## BEGIN

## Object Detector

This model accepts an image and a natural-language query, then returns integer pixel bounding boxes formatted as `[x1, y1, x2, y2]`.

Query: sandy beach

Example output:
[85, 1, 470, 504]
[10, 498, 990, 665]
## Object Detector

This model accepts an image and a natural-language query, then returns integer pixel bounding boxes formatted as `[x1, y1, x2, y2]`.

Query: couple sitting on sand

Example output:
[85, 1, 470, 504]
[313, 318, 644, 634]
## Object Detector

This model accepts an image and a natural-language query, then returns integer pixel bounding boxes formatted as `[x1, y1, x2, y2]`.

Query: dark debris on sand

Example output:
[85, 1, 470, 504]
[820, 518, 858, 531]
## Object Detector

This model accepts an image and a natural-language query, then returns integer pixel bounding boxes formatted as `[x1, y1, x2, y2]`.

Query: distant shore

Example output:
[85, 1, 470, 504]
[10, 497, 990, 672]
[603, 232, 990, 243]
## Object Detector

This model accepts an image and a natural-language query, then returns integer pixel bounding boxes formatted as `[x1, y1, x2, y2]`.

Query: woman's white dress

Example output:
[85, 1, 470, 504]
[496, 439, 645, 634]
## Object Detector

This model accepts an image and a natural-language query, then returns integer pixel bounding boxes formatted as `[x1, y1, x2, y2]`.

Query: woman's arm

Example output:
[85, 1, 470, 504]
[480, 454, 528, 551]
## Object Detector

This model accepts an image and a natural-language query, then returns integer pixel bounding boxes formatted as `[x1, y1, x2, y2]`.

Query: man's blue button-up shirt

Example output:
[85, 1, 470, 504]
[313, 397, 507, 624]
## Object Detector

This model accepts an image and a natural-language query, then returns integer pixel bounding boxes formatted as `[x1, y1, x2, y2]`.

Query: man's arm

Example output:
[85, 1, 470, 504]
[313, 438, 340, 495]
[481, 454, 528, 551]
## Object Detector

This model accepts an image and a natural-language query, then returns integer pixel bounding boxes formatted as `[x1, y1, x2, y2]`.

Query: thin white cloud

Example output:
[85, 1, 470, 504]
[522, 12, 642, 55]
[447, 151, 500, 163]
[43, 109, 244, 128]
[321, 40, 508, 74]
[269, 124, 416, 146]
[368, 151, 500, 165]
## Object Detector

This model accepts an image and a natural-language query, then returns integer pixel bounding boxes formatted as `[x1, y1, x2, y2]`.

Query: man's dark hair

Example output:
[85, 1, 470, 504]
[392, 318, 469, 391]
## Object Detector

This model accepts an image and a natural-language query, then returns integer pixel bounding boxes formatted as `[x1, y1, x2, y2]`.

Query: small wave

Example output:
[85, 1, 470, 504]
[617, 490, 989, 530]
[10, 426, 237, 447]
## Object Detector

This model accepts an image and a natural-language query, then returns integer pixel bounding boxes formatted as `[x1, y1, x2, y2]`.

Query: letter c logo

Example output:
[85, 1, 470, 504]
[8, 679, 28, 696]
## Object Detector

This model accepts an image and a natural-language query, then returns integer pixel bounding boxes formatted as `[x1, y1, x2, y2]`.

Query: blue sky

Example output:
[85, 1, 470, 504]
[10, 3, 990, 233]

## END

Directive —
Please write out only the lines of the items starting at the very first line and ending at the line that contains "[10, 498, 990, 665]", adding 139 to each bounding box coordinate in the answers. Leave every other line unchanged, including each line reading [85, 1, 470, 504].

Solution to this task —
## Object Detector

This model accepts an image and a natural-language query, then returns integer pixel bounding boxes formatted as `[x1, y1, x2, y2]`.

Query: sandy beach

Example output:
[85, 1, 470, 504]
[149, 637, 1129, 804]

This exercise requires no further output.